AIM OF THE TASK: Reproduce all of the items below word for word, leaving out the pictures.

## Start ENTRIES SUPPLIED

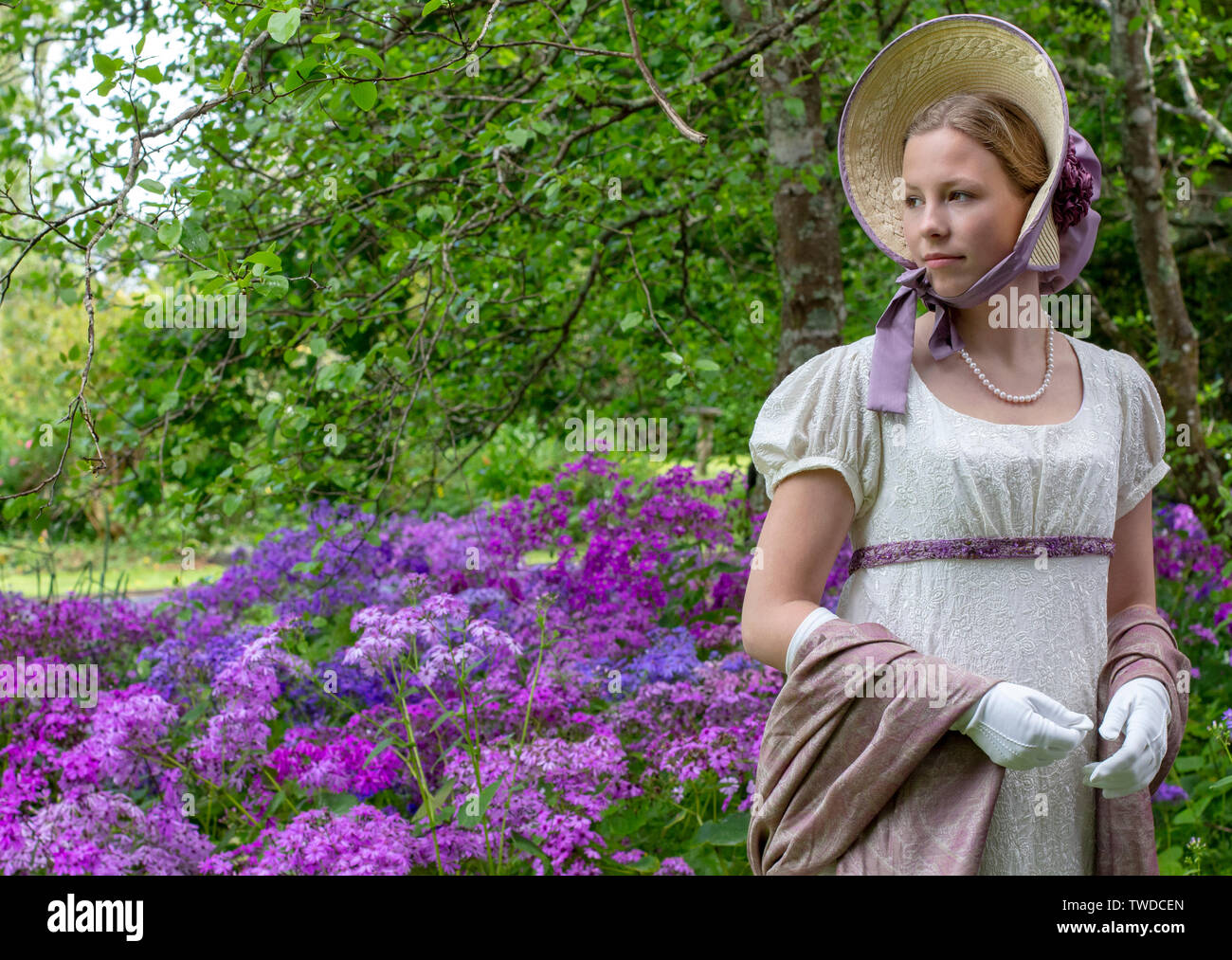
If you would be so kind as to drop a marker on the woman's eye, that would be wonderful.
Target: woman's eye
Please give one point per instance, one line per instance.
(952, 193)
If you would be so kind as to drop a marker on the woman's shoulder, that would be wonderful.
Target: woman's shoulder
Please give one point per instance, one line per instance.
(1120, 370)
(828, 382)
(841, 372)
(841, 359)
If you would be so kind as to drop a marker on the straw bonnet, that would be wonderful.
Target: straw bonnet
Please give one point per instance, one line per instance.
(966, 53)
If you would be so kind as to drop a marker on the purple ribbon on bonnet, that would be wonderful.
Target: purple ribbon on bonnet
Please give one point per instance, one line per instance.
(1077, 224)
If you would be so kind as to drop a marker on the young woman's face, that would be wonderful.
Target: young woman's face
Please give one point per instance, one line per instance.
(959, 201)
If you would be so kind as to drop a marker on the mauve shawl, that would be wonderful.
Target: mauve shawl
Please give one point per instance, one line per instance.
(882, 785)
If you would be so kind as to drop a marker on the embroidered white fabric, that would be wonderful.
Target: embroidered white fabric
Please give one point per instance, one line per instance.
(933, 472)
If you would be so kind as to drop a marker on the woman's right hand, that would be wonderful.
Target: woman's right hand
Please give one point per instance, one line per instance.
(1022, 729)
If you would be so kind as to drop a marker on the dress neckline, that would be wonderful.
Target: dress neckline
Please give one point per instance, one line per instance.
(1082, 407)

## End ENTRIES SUPPLIED

TASK RESULT:
If you would be so kind as to drop a marker on the woman's eye, that would be wonderful.
Target: woman's eye
Please give one point per instance, one line per instance.
(952, 193)
If you would be so kind as to drop a marker on the woman's shoulder, that would be wonderful.
Target: woman's shoulder
Please give one point per instance, one line per instance.
(1120, 370)
(828, 382)
(841, 372)
(841, 359)
If you would be so kind as to drop a marker on the straw bonnet, that would be wonderful.
Target: straw bonnet
Please give one point per instance, one line per instance.
(966, 53)
If you would be so kind as to drop a marker on the purple ribbon on bonnet, that would be wonderful.
Target: purple ribbon on bonnet
Please give one point per instance, one line per instance.
(1077, 224)
If you would be so kind as to drop a marker on the young woman's face, that would be wonderful.
Target: young woman's face
Please give one point per instance, one line per instance.
(959, 201)
If you would be so kind as to drop a marker on the mauve shawl, that would be wonderful.
Target: mauve shawl
Please give one point per instance, one line per instance.
(882, 785)
If you would be so kind as to drop a marker on the embroidered white fabric, that would be wonderful.
Target: embroidered white fabric
Please give one point per instance, one line per instance.
(933, 472)
If you would be so kind as to drop a marker on the woman's right hand, that would be wonderful.
Target: woman's right hand
Please give one point per instance, one line per instance.
(1022, 729)
If you would be so kind as to drop a marker on the dress neckline, that would be wonderful.
Target: dress neckline
Please give one point per instance, one line per instance.
(1082, 407)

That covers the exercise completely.